TASK TO CARRY OUT
Answer these questions using the article on the Emory/CPT dog fMRI project:
(a) In which journal was the team's paper published?
(b) For how long was the article about the team the number one downloaded article on Time.com?
(c) In what month and year did Emory and CPT begin working together?

DOCUMENT EXTRACT

Emory/CPT Expand Canine Neuroscience Project fMRI Team

On May 11, 2012, Dr. Greg Berns, MD, PhD and Andrew Brooks, PhD candidate, from Emory University’s Neuroscience Department and Mark Spivak, a project consultant from CPT, co-authored a groundbreaking research paper published in the prestigious academic journal PLoS One, entitled Functional MRI in Awake Unrestrained Dogs. The journal article details the first neuroscientific study worldwide that incorporates quality fMRI images in dogs scanned without the use of sedation or restraints.

The groundbreaking methodological advancements achieved by the Emory/CPT team received significant media coverage, including from ABC World New Tonight, ABC News.go.com, the LA TimesTime.com, Rolling Stone.com, Scientific American.com, and Psychology Today. The article about the team was the number one downloaded article on Time.com for a period of 3 weeks. A press release from Emory University was covered by many major and minor media outlets and a YouTube video about the project has received close to 160,000 hits.

In May 2011, Emory and CPT began collaborating on a humane approach to use functional magnetic resonance imaging (fMRI) to better acquire knowledge related to the human-animal bond, canine cognition, canine emotions, canine sensory perception, and canine receptive communication.

Researcher Andrew Brooks observes Callie enter the Emory fMRI machine.

Region pointing data
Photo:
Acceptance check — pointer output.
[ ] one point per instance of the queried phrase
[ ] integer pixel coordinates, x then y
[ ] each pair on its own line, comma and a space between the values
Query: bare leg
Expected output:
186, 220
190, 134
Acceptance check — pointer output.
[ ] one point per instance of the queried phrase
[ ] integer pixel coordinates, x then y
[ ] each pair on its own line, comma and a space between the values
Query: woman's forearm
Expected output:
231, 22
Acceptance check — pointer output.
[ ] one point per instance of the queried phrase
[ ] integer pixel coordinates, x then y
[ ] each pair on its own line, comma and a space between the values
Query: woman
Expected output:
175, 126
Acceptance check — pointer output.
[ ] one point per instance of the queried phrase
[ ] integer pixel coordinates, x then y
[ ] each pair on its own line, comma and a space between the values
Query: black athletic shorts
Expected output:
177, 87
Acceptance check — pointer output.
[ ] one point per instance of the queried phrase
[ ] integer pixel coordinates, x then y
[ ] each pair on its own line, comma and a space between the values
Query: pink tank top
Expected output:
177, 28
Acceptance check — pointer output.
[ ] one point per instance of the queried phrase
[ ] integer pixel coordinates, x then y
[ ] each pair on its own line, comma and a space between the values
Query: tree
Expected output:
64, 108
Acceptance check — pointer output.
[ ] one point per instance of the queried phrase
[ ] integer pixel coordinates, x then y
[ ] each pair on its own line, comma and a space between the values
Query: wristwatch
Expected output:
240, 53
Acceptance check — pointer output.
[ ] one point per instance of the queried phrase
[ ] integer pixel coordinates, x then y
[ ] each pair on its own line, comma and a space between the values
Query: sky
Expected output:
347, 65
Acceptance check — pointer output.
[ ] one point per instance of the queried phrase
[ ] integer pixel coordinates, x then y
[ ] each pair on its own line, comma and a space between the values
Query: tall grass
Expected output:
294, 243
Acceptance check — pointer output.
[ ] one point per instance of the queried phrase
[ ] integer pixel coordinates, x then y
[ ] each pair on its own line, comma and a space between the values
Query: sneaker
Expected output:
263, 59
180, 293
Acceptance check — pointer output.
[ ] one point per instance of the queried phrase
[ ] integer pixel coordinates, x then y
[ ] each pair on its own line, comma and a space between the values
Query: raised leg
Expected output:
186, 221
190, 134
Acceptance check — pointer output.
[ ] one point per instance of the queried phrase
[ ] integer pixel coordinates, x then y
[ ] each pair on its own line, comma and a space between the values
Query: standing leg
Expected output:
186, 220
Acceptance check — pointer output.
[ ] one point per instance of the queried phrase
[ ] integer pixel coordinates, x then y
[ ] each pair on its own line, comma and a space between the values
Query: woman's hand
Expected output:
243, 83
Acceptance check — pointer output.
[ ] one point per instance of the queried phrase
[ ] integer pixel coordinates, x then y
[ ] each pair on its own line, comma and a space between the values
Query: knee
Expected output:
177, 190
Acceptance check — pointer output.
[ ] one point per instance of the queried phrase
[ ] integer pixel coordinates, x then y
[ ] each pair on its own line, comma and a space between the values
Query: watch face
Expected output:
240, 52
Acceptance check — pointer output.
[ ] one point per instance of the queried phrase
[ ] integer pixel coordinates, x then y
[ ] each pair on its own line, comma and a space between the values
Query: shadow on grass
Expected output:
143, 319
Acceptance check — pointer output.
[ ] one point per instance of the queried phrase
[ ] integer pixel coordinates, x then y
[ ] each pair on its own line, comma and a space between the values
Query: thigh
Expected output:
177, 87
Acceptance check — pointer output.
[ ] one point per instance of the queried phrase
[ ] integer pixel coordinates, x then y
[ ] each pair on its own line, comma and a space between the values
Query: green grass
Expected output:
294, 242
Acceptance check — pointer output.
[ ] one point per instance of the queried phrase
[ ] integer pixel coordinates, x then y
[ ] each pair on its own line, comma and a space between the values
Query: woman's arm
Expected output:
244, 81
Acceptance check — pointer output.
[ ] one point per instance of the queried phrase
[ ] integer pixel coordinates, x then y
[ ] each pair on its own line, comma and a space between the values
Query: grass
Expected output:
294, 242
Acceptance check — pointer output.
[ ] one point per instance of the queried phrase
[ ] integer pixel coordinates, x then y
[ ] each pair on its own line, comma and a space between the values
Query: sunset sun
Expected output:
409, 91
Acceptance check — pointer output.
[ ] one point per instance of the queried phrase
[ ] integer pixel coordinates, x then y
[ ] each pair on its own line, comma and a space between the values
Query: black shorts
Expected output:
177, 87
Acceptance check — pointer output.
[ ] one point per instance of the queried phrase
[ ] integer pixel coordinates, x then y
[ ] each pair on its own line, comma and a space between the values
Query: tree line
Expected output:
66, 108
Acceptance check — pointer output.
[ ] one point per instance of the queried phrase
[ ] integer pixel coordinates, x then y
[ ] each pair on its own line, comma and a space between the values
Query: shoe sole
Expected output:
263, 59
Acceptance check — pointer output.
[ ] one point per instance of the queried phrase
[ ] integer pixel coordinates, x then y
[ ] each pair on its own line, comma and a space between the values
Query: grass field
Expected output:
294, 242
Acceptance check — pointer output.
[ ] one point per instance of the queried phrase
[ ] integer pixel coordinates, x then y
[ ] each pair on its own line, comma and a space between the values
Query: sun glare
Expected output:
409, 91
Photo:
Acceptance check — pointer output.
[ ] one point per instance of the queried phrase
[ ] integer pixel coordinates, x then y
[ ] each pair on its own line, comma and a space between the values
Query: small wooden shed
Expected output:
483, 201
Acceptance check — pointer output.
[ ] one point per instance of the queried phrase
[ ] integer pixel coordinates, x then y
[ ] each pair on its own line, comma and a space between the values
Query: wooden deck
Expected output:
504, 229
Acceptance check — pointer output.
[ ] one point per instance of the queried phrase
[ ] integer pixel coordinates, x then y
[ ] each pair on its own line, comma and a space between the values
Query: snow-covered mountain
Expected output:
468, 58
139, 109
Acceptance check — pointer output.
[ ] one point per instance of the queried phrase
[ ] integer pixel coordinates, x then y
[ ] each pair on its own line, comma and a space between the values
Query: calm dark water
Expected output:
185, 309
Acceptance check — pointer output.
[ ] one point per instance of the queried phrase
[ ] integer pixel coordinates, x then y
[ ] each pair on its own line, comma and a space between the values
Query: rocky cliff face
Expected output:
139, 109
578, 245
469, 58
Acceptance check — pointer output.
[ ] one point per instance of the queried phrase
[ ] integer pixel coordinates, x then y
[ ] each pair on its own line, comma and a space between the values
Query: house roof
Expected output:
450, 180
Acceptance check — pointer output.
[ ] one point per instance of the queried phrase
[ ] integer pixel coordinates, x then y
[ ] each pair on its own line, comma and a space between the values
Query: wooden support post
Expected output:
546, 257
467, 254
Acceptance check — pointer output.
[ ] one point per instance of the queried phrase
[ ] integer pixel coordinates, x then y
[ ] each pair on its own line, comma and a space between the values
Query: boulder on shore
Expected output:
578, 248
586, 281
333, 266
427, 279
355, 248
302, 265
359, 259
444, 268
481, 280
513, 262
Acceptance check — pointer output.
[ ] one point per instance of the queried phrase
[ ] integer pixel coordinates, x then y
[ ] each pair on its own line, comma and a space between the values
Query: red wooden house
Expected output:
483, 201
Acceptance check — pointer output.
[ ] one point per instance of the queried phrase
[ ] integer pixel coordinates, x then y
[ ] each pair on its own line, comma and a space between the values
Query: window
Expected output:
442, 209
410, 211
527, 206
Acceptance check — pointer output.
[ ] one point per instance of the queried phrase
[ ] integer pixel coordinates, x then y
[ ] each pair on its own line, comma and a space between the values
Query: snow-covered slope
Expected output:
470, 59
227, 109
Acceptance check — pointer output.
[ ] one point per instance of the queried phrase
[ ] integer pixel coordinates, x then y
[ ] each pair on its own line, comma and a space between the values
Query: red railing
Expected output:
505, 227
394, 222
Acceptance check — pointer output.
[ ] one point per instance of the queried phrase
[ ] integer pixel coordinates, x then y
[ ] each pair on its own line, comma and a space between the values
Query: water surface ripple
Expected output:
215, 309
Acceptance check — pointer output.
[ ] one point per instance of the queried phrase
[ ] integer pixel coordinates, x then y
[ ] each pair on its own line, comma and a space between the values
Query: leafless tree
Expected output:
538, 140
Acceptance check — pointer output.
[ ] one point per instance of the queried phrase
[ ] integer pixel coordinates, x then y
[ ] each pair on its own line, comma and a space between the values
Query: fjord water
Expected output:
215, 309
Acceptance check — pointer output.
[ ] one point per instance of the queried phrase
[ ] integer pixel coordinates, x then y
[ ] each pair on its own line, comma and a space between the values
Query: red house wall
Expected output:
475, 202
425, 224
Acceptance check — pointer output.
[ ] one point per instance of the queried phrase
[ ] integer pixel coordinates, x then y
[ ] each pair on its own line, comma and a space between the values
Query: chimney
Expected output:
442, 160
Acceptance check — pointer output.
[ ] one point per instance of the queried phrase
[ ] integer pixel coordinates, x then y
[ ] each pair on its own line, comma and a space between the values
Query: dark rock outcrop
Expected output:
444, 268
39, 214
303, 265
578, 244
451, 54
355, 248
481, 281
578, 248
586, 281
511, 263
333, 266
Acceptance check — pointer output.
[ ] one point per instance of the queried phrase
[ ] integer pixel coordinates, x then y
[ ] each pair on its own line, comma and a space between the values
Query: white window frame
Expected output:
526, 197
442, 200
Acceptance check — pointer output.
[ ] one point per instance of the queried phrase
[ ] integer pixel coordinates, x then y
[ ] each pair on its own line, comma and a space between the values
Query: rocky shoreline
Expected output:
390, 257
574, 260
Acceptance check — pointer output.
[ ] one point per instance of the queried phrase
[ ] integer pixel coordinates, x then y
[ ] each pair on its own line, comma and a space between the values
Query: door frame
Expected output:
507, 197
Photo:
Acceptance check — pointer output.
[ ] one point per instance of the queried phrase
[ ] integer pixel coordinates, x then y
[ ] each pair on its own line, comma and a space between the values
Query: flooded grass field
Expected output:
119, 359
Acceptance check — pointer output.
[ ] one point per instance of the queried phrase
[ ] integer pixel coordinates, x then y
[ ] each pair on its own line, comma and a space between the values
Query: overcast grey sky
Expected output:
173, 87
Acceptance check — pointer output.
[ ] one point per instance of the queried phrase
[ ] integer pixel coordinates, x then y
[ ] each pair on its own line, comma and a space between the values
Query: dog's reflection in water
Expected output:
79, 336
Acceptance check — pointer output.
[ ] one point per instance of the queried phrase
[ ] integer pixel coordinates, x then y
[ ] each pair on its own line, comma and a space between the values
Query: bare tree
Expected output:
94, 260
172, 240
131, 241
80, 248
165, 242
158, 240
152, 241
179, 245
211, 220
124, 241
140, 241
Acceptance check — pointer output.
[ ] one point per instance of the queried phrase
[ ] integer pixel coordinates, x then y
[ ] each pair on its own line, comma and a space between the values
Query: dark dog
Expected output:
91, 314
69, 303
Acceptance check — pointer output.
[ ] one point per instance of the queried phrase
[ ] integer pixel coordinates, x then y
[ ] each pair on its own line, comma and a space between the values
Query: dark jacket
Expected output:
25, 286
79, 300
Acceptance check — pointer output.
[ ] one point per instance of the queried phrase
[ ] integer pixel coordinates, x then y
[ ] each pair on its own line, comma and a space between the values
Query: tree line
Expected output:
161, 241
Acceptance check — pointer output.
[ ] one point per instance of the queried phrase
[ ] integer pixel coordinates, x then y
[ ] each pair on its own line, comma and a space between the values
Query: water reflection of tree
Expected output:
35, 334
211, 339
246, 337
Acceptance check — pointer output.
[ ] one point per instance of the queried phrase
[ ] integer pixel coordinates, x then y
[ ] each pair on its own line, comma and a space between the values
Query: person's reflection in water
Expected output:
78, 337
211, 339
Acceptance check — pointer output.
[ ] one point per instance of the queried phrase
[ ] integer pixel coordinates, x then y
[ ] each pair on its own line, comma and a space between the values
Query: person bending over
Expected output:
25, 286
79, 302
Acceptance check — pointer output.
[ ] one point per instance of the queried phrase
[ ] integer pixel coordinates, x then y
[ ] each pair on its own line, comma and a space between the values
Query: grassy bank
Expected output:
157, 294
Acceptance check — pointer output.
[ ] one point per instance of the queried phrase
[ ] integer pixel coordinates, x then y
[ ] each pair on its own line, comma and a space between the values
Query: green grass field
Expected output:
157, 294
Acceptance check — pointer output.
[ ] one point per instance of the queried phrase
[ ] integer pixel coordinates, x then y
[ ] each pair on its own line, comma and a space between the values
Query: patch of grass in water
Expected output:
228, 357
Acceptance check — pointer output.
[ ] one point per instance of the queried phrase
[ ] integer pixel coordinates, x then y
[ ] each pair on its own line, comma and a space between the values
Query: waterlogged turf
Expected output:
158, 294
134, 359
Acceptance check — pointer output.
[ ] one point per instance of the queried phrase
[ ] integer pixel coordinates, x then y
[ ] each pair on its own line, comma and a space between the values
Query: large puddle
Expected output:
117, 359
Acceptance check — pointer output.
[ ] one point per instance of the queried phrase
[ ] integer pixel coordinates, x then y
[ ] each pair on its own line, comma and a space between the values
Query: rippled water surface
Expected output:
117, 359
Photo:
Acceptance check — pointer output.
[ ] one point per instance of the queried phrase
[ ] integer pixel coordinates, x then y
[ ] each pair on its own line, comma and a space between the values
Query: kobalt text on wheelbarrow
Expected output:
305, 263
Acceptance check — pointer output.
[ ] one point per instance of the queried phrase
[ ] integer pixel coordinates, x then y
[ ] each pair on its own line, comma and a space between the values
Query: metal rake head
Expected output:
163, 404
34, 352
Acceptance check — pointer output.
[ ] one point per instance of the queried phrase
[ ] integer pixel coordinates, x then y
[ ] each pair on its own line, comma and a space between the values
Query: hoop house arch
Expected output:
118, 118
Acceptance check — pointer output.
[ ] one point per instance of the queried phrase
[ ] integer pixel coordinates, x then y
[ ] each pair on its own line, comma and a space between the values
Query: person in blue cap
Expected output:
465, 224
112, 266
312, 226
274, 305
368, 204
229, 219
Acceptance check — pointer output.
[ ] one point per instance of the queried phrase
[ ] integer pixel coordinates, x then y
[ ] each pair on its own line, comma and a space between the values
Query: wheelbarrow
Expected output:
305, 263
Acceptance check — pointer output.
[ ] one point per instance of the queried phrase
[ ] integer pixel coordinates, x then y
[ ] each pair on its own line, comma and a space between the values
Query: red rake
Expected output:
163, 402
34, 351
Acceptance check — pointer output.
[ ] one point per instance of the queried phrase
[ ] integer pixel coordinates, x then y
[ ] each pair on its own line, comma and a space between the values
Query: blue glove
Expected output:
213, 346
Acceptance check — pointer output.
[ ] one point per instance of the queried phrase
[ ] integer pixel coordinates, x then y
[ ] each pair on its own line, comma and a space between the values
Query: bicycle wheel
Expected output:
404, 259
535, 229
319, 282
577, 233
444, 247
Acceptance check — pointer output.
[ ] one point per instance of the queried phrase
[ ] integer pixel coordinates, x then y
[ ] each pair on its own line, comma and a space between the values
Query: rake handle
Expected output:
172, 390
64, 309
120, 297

EXERCISE SOLUTION
(a) PLoS One
(b) 3 weeks
(c) May 2011